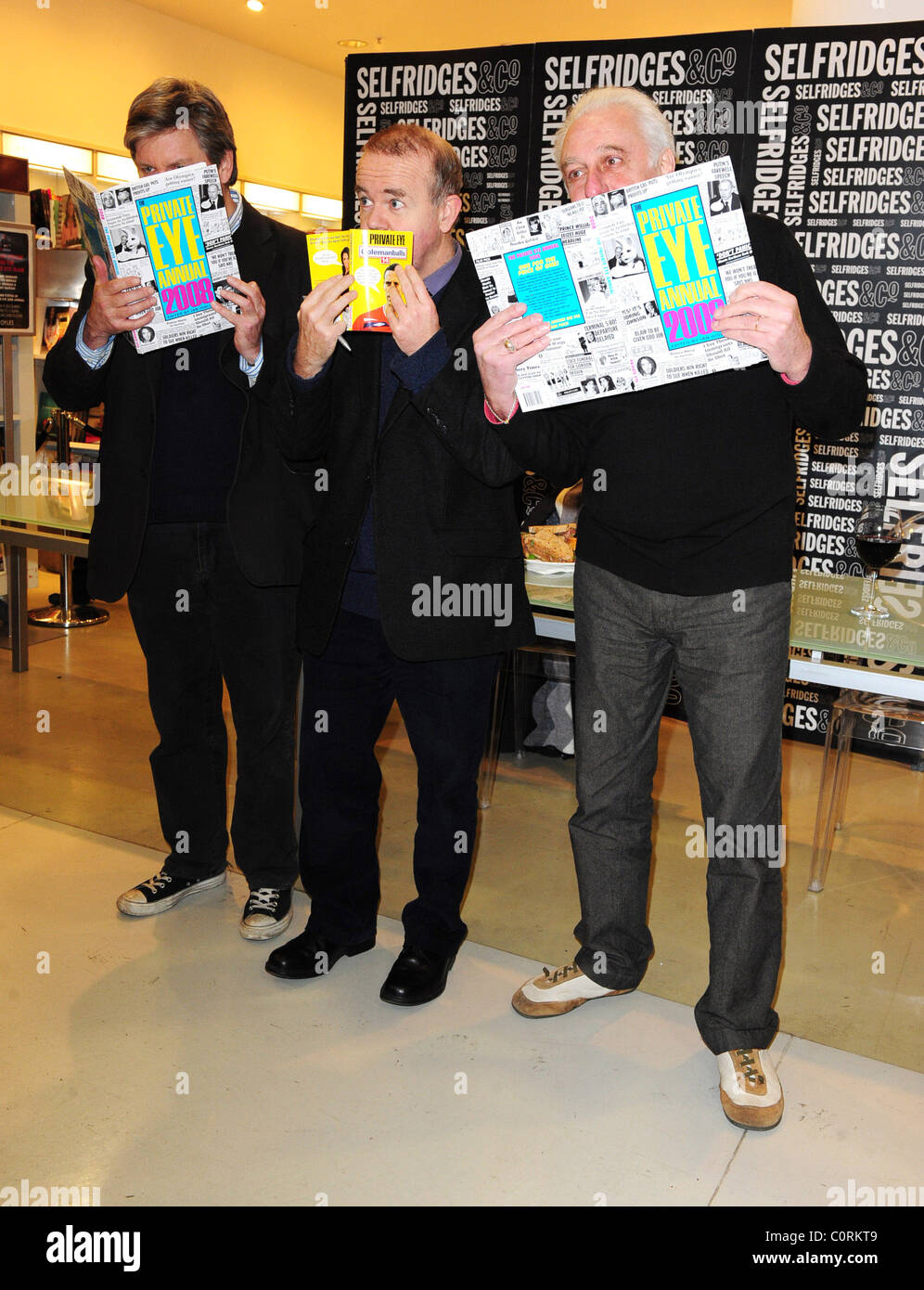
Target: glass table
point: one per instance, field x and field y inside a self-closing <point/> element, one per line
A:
<point x="44" y="522"/>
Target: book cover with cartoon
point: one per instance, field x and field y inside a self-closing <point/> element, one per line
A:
<point x="371" y="255"/>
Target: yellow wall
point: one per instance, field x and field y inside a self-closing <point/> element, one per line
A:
<point x="71" y="71"/>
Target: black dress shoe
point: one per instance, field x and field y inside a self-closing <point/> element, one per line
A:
<point x="310" y="956"/>
<point x="417" y="976"/>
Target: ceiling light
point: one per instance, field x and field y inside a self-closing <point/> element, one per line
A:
<point x="271" y="199"/>
<point x="322" y="208"/>
<point x="111" y="165"/>
<point x="48" y="156"/>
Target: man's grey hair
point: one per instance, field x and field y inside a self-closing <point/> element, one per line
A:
<point x="653" y="125"/>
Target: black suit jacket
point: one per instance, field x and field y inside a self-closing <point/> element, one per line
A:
<point x="268" y="506"/>
<point x="443" y="502"/>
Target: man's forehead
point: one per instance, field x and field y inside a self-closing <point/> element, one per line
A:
<point x="601" y="131"/>
<point x="397" y="174"/>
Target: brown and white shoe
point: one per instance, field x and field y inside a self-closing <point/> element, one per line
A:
<point x="559" y="991"/>
<point x="749" y="1089"/>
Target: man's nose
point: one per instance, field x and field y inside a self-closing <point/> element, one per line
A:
<point x="378" y="217"/>
<point x="596" y="184"/>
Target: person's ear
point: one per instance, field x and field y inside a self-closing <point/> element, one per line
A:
<point x="449" y="212"/>
<point x="225" y="168"/>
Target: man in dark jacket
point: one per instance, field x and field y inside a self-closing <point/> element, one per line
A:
<point x="201" y="522"/>
<point x="683" y="561"/>
<point x="413" y="579"/>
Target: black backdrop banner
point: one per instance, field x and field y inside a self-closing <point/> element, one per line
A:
<point x="844" y="168"/>
<point x="699" y="82"/>
<point x="825" y="128"/>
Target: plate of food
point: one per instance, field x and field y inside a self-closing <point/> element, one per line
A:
<point x="549" y="548"/>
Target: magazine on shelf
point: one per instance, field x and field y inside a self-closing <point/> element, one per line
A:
<point x="172" y="231"/>
<point x="629" y="281"/>
<point x="370" y="255"/>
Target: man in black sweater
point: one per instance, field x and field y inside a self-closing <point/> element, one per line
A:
<point x="202" y="524"/>
<point x="683" y="562"/>
<point x="413" y="577"/>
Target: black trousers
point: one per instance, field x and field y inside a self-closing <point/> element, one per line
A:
<point x="199" y="621"/>
<point x="444" y="704"/>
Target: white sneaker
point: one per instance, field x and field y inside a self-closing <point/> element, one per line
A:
<point x="558" y="992"/>
<point x="749" y="1089"/>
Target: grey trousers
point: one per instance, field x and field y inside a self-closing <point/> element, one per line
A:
<point x="729" y="654"/>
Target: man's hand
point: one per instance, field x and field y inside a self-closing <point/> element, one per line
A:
<point x="497" y="361"/>
<point x="321" y="323"/>
<point x="112" y="304"/>
<point x="765" y="316"/>
<point x="249" y="321"/>
<point x="414" y="320"/>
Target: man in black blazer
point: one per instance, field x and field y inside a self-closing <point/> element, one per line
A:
<point x="201" y="522"/>
<point x="413" y="578"/>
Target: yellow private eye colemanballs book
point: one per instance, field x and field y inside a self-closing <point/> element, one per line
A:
<point x="371" y="255"/>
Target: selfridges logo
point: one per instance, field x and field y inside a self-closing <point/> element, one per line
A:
<point x="440" y="599"/>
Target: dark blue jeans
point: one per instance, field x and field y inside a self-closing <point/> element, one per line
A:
<point x="444" y="704"/>
<point x="199" y="621"/>
<point x="729" y="653"/>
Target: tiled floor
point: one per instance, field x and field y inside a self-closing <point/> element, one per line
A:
<point x="327" y="1091"/>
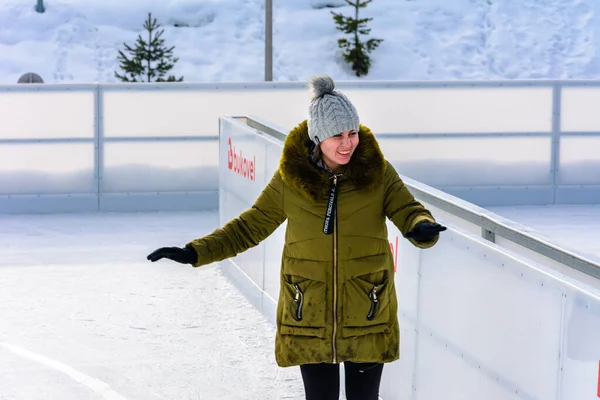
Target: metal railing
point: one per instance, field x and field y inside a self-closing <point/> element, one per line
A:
<point x="490" y="223"/>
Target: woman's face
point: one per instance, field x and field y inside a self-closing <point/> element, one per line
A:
<point x="337" y="150"/>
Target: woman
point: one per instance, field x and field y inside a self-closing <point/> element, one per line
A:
<point x="337" y="302"/>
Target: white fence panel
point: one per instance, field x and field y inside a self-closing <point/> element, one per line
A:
<point x="477" y="320"/>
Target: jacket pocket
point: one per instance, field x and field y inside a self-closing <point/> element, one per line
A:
<point x="303" y="303"/>
<point x="366" y="307"/>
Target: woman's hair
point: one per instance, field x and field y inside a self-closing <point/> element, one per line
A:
<point x="317" y="152"/>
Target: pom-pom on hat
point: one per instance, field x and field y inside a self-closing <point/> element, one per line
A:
<point x="330" y="111"/>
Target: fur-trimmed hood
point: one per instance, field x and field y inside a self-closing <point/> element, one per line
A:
<point x="364" y="171"/>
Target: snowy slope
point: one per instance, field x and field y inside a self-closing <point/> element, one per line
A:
<point x="223" y="40"/>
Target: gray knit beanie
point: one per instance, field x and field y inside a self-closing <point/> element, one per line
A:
<point x="330" y="112"/>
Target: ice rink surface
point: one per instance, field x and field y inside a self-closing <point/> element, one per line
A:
<point x="84" y="315"/>
<point x="573" y="227"/>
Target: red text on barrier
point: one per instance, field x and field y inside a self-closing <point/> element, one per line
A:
<point x="240" y="165"/>
<point x="599" y="379"/>
<point x="394" y="247"/>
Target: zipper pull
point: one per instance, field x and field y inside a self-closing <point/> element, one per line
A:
<point x="331" y="207"/>
<point x="375" y="299"/>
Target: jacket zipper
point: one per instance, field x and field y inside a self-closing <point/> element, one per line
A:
<point x="297" y="303"/>
<point x="335" y="277"/>
<point x="374" y="302"/>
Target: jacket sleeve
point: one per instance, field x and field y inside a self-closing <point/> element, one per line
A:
<point x="247" y="230"/>
<point x="401" y="207"/>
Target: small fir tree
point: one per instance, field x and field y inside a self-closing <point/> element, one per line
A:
<point x="150" y="60"/>
<point x="354" y="50"/>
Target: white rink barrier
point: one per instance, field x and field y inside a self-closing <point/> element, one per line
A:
<point x="153" y="146"/>
<point x="478" y="321"/>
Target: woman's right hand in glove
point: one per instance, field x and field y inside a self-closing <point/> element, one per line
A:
<point x="186" y="255"/>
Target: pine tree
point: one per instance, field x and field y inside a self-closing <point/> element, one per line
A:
<point x="150" y="60"/>
<point x="354" y="50"/>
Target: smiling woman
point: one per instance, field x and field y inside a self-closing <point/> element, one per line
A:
<point x="337" y="301"/>
<point x="337" y="150"/>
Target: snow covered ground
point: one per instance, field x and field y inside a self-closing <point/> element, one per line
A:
<point x="573" y="227"/>
<point x="223" y="40"/>
<point x="84" y="315"/>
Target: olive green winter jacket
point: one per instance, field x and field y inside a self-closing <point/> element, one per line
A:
<point x="337" y="298"/>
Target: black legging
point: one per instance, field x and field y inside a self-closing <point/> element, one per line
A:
<point x="322" y="381"/>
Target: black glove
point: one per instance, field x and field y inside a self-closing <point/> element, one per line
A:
<point x="425" y="231"/>
<point x="187" y="255"/>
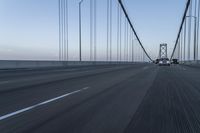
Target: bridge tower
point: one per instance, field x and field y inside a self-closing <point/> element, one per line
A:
<point x="163" y="51"/>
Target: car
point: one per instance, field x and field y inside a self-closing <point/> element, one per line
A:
<point x="175" y="61"/>
<point x="164" y="62"/>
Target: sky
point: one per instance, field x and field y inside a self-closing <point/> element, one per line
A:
<point x="29" y="28"/>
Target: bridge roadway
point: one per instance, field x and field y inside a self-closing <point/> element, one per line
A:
<point x="142" y="98"/>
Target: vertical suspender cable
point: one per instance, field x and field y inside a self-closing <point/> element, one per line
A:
<point x="117" y="31"/>
<point x="64" y="23"/>
<point x="130" y="42"/>
<point x="62" y="35"/>
<point x="189" y="29"/>
<point x="110" y="30"/>
<point x="91" y="30"/>
<point x="195" y="28"/>
<point x="59" y="2"/>
<point x="120" y="34"/>
<point x="125" y="39"/>
<point x="95" y="30"/>
<point x="67" y="33"/>
<point x="185" y="28"/>
<point x="132" y="47"/>
<point x="108" y="12"/>
<point x="198" y="20"/>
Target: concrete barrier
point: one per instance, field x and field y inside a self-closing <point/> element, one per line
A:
<point x="23" y="64"/>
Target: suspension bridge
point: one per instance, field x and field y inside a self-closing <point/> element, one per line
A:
<point x="113" y="86"/>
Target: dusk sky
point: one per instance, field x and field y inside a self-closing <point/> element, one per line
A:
<point x="29" y="28"/>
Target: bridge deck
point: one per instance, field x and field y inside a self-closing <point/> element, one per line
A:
<point x="139" y="99"/>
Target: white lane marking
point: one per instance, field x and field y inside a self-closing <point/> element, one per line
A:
<point x="4" y="82"/>
<point x="40" y="104"/>
<point x="146" y="67"/>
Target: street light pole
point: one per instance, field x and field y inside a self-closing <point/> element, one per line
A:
<point x="195" y="33"/>
<point x="80" y="37"/>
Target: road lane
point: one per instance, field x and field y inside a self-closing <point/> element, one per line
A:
<point x="171" y="104"/>
<point x="139" y="99"/>
<point x="107" y="94"/>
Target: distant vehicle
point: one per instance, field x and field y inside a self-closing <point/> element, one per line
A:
<point x="175" y="61"/>
<point x="164" y="62"/>
<point x="157" y="61"/>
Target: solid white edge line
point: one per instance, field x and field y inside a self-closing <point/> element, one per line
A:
<point x="40" y="104"/>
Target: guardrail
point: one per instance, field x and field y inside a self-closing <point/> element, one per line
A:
<point x="17" y="64"/>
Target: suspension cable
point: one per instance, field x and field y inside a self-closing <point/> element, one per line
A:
<point x="130" y="23"/>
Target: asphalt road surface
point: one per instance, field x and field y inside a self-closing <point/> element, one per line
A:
<point x="140" y="98"/>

◇ ◇ ◇ ◇

### PROBLEM DESCRIPTION
Within the data above, find the lines that contain the word "woman" and copy each of them.

### EXERCISE SOLUTION
Target: woman's face
Target: woman
Target: woman's hair
Target: woman's right hand in glove
Target: smiling woman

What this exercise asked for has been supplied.